### Work to be completed
Render every line of the entries below as a numbered list, leaving out blank lines.

### Study material
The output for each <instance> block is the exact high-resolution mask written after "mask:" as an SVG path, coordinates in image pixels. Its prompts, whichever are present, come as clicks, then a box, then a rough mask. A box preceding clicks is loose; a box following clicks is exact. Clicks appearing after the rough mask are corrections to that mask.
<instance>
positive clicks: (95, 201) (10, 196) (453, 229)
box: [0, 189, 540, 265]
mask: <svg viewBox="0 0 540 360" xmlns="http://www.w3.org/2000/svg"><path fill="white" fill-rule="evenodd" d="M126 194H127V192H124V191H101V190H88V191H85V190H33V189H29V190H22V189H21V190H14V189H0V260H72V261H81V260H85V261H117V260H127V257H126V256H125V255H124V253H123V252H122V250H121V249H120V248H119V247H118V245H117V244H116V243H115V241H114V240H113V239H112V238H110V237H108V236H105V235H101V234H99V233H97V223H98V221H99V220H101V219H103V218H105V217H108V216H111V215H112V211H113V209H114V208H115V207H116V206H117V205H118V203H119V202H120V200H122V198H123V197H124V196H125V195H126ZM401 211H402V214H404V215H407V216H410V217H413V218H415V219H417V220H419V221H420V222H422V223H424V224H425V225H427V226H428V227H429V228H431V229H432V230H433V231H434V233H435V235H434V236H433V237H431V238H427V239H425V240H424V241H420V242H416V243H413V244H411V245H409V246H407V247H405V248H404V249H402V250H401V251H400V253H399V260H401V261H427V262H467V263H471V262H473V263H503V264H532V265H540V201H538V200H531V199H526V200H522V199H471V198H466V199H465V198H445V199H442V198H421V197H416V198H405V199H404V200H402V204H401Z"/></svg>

### The completed task
1. The output for each <instance> block is the exact high-resolution mask written after "mask:" as an SVG path, coordinates in image pixels. Its prompts, whichever are present, come as clicks, then a box, then a rough mask. A box preceding clicks is loose; a box following clicks is exact. Clicks appearing after the rough mask are corrections to that mask.
2. <instance>
3. positive clicks: (95, 201) (10, 196) (453, 229)
4. box: [0, 189, 540, 265]
5. mask: <svg viewBox="0 0 540 360" xmlns="http://www.w3.org/2000/svg"><path fill="white" fill-rule="evenodd" d="M126 194H127V192H124V191H101V190H88V191H85V190H33V189H29V190H22V189H21V190H14V189H0V260H72V261H81V260H85V261H117V260H127V257H126V256H125V255H124V253H123V252H122V250H121V249H120V248H119V247H118V245H117V244H116V243H115V241H114V240H113V239H112V238H110V237H108V236H105V235H101V234H99V233H97V223H98V221H99V220H101V219H103V218H105V217H108V216H111V215H112V211H113V209H114V208H115V207H116V206H117V205H118V203H119V202H120V200H122V198H123V197H124V196H125V195H126ZM401 211H402V214H404V215H407V216H410V217H413V218H415V219H417V220H419V221H420V222H422V223H424V224H425V225H427V226H428V227H429V228H431V229H432V230H433V231H434V233H435V235H434V236H433V237H431V238H427V239H425V240H424V241H420V242H416V243H413V244H411V245H409V246H407V247H405V248H404V249H402V250H401V251H400V253H399V260H401V261H427V262H467V263H471V262H473V263H503V264H532V265H540V201H538V200H531V199H526V200H522V199H471V198H466V199H465V198H445V199H442V198H421V197H416V198H405V199H404V200H402V204H401Z"/></svg>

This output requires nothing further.